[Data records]
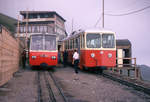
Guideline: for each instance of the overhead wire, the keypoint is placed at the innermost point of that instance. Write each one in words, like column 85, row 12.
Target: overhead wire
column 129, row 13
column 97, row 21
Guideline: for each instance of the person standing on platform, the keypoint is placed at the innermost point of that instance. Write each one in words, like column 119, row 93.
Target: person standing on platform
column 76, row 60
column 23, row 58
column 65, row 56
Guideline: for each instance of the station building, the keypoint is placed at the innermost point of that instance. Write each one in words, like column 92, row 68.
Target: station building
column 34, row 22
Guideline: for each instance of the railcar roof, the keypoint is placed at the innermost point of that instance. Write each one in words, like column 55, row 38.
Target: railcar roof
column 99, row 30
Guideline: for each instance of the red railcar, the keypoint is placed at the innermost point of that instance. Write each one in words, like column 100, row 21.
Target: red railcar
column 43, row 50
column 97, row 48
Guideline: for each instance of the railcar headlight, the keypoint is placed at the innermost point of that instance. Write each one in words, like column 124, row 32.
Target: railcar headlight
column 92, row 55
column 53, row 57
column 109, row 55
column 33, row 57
--
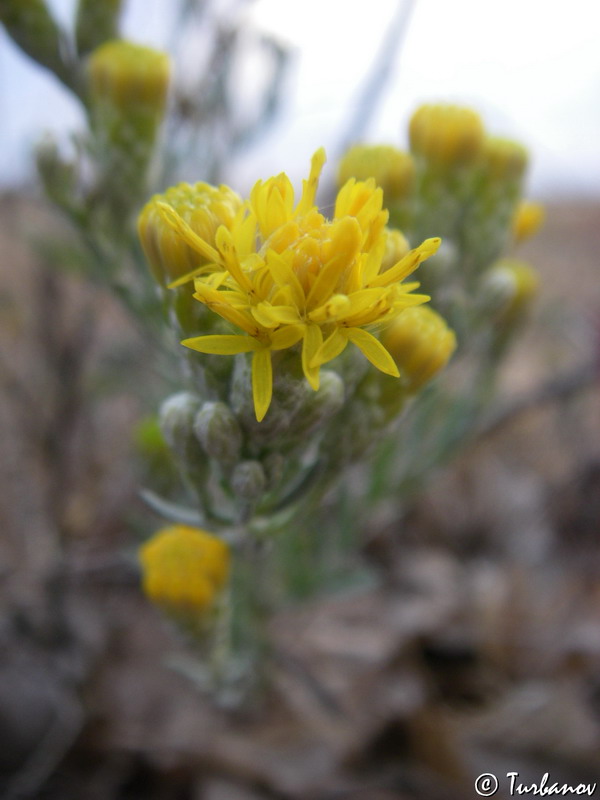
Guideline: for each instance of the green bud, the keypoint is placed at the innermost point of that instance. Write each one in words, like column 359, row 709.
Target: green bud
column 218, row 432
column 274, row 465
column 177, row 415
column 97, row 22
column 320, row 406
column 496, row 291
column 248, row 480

:: What you will do ::
Please pull out the stretch of items from the line containing "Guideline: for each instance of the station" through the line containing "column 97, row 48", both ends included, and copy those lines word for word.

:: Response below ::
Guideline: for each instance of the station building, the keypoint is placed at the innermost point of that instance. Write each one in words, like column 92, row 68.
Target: station building
column 34, row 22
Guideline: for each instance of the railcar roof, the keypoint is placed at the innermost point of that instance. Write each one in words, like column 55, row 38.
Target: railcar roof
column 99, row 30
Guideline: for each instance of the red railcar, the keypoint is placed at the innermost point of that instance. Write each one in words, like column 100, row 21.
Target: red railcar
column 43, row 50
column 97, row 48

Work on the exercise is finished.